OBJECTIVE:
Which lines in the records below contain the word "orange"? Report each of those lines in full.

------------------------------------------------------------------------

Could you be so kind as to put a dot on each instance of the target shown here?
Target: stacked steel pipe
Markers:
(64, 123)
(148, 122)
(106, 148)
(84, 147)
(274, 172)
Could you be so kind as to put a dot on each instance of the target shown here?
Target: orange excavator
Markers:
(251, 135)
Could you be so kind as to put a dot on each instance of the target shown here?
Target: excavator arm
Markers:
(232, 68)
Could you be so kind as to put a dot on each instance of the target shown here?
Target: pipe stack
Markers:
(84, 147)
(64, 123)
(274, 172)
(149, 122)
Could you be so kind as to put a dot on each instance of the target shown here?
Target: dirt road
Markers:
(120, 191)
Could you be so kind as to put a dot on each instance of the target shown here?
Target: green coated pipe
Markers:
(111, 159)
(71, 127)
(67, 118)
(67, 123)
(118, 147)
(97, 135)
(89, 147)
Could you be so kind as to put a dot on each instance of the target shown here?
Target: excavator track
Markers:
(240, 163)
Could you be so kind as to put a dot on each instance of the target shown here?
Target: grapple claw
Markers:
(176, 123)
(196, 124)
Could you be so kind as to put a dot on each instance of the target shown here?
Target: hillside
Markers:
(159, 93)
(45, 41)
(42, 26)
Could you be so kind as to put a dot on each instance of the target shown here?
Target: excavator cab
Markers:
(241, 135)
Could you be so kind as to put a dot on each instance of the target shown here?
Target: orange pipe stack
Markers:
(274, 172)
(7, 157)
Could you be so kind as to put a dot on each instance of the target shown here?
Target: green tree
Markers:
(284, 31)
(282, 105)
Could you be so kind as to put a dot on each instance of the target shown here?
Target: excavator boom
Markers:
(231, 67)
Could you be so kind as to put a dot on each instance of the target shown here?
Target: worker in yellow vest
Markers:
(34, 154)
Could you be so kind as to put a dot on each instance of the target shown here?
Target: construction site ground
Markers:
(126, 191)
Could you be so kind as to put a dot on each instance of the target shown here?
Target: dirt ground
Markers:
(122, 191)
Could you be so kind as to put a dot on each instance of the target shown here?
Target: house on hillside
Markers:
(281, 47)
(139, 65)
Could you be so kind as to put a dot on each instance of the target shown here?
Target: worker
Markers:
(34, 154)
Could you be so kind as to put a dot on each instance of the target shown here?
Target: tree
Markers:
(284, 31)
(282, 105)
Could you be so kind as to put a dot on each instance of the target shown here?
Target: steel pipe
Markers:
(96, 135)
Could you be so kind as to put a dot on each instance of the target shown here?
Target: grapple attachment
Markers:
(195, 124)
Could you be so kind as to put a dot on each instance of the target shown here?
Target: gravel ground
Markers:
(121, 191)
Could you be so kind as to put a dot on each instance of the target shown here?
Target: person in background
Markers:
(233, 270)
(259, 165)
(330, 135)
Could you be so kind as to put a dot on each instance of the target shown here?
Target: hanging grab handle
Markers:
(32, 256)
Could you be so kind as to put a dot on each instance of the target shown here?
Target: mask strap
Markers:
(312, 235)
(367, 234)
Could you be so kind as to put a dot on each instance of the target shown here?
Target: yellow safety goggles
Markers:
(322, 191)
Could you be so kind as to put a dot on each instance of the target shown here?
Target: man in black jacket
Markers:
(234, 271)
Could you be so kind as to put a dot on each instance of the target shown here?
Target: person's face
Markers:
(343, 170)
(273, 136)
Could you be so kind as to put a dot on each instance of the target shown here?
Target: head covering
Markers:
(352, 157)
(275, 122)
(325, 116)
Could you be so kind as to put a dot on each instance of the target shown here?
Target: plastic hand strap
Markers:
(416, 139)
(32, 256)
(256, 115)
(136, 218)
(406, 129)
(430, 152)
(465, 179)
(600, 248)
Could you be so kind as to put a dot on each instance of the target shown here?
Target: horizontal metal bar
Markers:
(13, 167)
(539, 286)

------------------------------------------------------------------------

EXERCISE SOLUTION:
Target: orange excavator
Target: orange pipe stack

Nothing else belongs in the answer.